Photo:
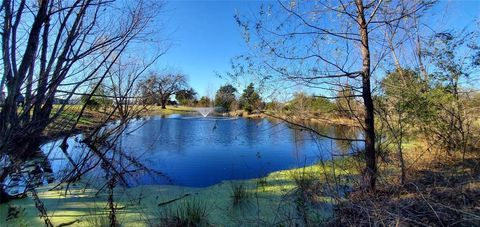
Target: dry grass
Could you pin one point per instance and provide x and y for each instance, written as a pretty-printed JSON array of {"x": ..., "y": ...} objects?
[{"x": 441, "y": 190}]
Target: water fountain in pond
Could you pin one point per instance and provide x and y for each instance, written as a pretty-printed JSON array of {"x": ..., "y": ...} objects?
[{"x": 204, "y": 111}]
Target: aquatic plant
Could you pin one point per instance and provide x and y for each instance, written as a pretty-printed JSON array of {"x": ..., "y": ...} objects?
[
  {"x": 188, "y": 212},
  {"x": 239, "y": 193}
]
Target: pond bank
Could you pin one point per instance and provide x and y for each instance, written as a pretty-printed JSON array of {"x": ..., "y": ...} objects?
[{"x": 283, "y": 197}]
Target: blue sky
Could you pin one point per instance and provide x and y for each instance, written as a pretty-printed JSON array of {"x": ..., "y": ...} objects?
[{"x": 205, "y": 36}]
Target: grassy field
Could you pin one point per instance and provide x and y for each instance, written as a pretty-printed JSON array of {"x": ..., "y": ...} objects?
[{"x": 271, "y": 200}]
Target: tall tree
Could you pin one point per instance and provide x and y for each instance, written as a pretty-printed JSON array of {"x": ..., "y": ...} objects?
[
  {"x": 186, "y": 96},
  {"x": 158, "y": 88},
  {"x": 225, "y": 97},
  {"x": 250, "y": 99},
  {"x": 51, "y": 50},
  {"x": 326, "y": 45}
]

◆ Exercise task ◆
Rewrite every line of the items above as a JSON list of strings, one string per line. Skip blank lines and leave the pictures out.

◆ Output below ◆
[
  "Photo:",
  "Target: dry grass",
  "Could you pin one point per instance and provide x and y for each instance, written as a pretty-printed JSON array of {\"x\": ..., \"y\": ...} objects?",
  "[{\"x\": 441, \"y\": 190}]",
  "Target: water fountain in pond",
  "Could you pin one point per instance and provide x and y for each instance, written as a pretty-printed JSON array of {\"x\": ..., \"y\": ...} objects?",
  "[{\"x\": 204, \"y\": 111}]",
  "Target: aquatic plant",
  "Could you pin one point per instance and provide x and y for each instance, written as a pretty-printed JSON array of {\"x\": ..., \"y\": ...} objects?",
  "[",
  "  {\"x\": 188, \"y\": 212},",
  "  {\"x\": 239, \"y\": 193}",
  "]",
  "Target: pond bank",
  "Could you pin one point per instance and provide x and y for each instance, written as a pretty-printed JSON array of {\"x\": ..., \"y\": ...} objects?",
  "[{\"x\": 283, \"y\": 197}]",
  "Target: blue sky",
  "Could you pin one point per instance and provide x and y for each instance, written as a pretty-printed JSON array of {\"x\": ..., \"y\": ...} objects?",
  "[{\"x\": 205, \"y\": 36}]",
  "Target: grassy field",
  "Could you pin one point per instance and provide x and y for each instance, written as a pretty-printed JSON array of {\"x\": ..., \"y\": ...} objects?",
  "[{\"x\": 271, \"y\": 200}]",
  "Target: tall tree",
  "Could you pin one point per instance and provide x and y for each instance, written as a pretty-printed JSON array of {\"x\": ..., \"y\": ...} objects?",
  "[",
  "  {\"x\": 186, \"y\": 96},",
  "  {\"x\": 158, \"y\": 88},",
  "  {\"x\": 225, \"y\": 97},",
  "  {\"x\": 250, \"y\": 99},",
  "  {\"x\": 51, \"y\": 50},",
  "  {\"x\": 326, \"y\": 45}",
  "]"
]